* Directions *
[1] Translate this sentence from the text on The Frankenstein Project sculpture into Spanish: "Portholes on the side of the tank allow visitors to peer inside the illuminated tank."
[2] According to the text on The Frankenstein Project sculpture, how long did implementation of the piece take in total?

* Text segment *
--*--

Design and construction
- Architect: Tony Stallard (artist)

= The Frankenstein Project (sculpture) =

The Frankenstein Project is a contemporary sculpture by Tony Stallard, located on the Blackpool Promenade in Lancashire, England.

The work was permanently installed in 2001, and consists of a divers decompression chamber. Inside the chamber is a blue neon light which illuminates the skeletons and killer whale skull inside the chamber.

== Construction ==
The Frankenstein Project was executed as part of a four-part art scheme commissioned by Blackpool Council and a number of other art companies at a cost of £500,000, under the name of the Great Promenade Show. Implementation of the piece took six years in total and was Stallard's biggest project to date. Weighing seven tonnes, the piece consists of twenty-four foot long gas tank, donated by British Gas, with a replica killer whale inside. Portholes on the side of the tank allow visitors to peer inside the illuminated tank.

== Controversy ==
Stallard acknowledged that the piece would invite debate and the piece did indeed draw the most varied critical response. Despite being one of four new features on the promenade, The Frankenstein Project received most reaction.

In addition, the sculpture was the victim of persistent vandal attacks which required significant repairs and eventually caused the site of the artwork to be redeveloped and moved back to its location.

--*--

* Record excerpts *

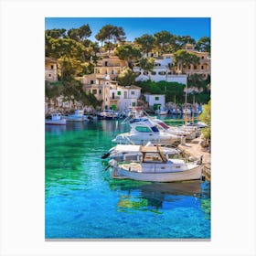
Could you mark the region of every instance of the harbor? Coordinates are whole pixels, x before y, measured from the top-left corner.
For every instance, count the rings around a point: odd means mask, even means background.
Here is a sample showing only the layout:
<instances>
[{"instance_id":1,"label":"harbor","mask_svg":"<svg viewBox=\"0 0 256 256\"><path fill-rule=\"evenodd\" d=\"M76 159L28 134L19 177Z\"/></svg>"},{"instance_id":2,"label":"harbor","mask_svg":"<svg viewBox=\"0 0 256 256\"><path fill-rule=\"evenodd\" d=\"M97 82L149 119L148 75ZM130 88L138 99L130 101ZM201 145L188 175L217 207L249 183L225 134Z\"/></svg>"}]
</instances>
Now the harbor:
<instances>
[{"instance_id":1,"label":"harbor","mask_svg":"<svg viewBox=\"0 0 256 256\"><path fill-rule=\"evenodd\" d=\"M210 238L208 180L112 179L104 171L112 139L130 130L123 121L46 125L46 239Z\"/></svg>"},{"instance_id":2,"label":"harbor","mask_svg":"<svg viewBox=\"0 0 256 256\"><path fill-rule=\"evenodd\" d=\"M210 37L92 20L45 30L46 240L209 240Z\"/></svg>"}]
</instances>

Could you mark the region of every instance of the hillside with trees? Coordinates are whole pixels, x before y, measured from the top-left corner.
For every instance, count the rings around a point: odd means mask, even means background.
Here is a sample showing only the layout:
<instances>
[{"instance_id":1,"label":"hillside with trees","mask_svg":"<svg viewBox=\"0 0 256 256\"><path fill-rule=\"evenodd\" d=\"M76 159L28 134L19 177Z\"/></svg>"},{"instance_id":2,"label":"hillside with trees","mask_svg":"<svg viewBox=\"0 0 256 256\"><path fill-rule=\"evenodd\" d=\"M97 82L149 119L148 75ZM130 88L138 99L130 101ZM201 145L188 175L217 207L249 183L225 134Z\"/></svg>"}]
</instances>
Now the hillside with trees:
<instances>
[{"instance_id":1,"label":"hillside with trees","mask_svg":"<svg viewBox=\"0 0 256 256\"><path fill-rule=\"evenodd\" d=\"M76 97L84 104L97 106L98 102L93 95L85 94L82 85L75 80L77 77L91 74L101 53L114 52L120 59L126 60L129 69L122 72L117 80L122 85L135 83L136 74L133 72L134 65L140 65L144 70L150 71L154 68L154 59L144 57L149 52L174 54L174 65L182 67L198 63L198 58L182 49L186 43L195 45L197 51L210 52L210 39L202 37L196 41L189 36L177 36L163 30L154 35L144 34L136 37L133 44L126 44L126 34L122 27L106 25L96 34L96 41L90 40L91 30L89 24L80 27L66 30L64 28L48 29L45 31L45 56L58 60L57 83L46 83L46 97L54 98L64 95L67 99ZM101 44L101 45L100 45ZM184 102L184 85L165 81L136 82L143 92L166 94L166 101L173 101L174 96L178 102ZM203 80L199 75L188 79L188 87L200 88L200 92L195 92L196 101L208 102L209 100L209 78ZM188 100L189 100L188 96ZM193 95L192 95L193 97Z\"/></svg>"}]
</instances>

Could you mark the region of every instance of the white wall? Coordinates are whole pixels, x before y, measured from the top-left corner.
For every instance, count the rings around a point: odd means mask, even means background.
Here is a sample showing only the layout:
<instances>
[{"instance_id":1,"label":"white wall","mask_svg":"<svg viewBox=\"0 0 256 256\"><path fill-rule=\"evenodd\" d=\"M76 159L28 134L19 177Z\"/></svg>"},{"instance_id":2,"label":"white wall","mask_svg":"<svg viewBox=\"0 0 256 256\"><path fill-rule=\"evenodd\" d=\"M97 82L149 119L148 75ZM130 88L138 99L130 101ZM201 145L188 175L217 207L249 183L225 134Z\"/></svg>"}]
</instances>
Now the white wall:
<instances>
[{"instance_id":1,"label":"white wall","mask_svg":"<svg viewBox=\"0 0 256 256\"><path fill-rule=\"evenodd\" d=\"M162 108L165 106L165 95L163 94L144 94L145 101L148 102L149 107L154 107L154 104L161 104ZM159 100L156 101L155 97Z\"/></svg>"}]
</instances>

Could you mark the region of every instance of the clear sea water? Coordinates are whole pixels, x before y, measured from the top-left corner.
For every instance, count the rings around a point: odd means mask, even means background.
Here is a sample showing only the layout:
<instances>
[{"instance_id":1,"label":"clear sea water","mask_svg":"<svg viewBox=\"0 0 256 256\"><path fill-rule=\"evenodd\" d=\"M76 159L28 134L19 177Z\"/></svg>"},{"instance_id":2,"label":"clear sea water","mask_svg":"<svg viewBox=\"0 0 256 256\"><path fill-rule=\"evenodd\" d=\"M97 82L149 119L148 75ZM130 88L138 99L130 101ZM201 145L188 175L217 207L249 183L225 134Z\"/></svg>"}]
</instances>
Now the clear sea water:
<instances>
[{"instance_id":1,"label":"clear sea water","mask_svg":"<svg viewBox=\"0 0 256 256\"><path fill-rule=\"evenodd\" d=\"M46 125L46 239L210 239L210 183L113 180L121 121Z\"/></svg>"}]
</instances>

--*--

* Results by task *
[1] Unas portillas en el costado del tanque permiten a los visitantes asomarse al interior del tanque iluminado.

[2] Six years.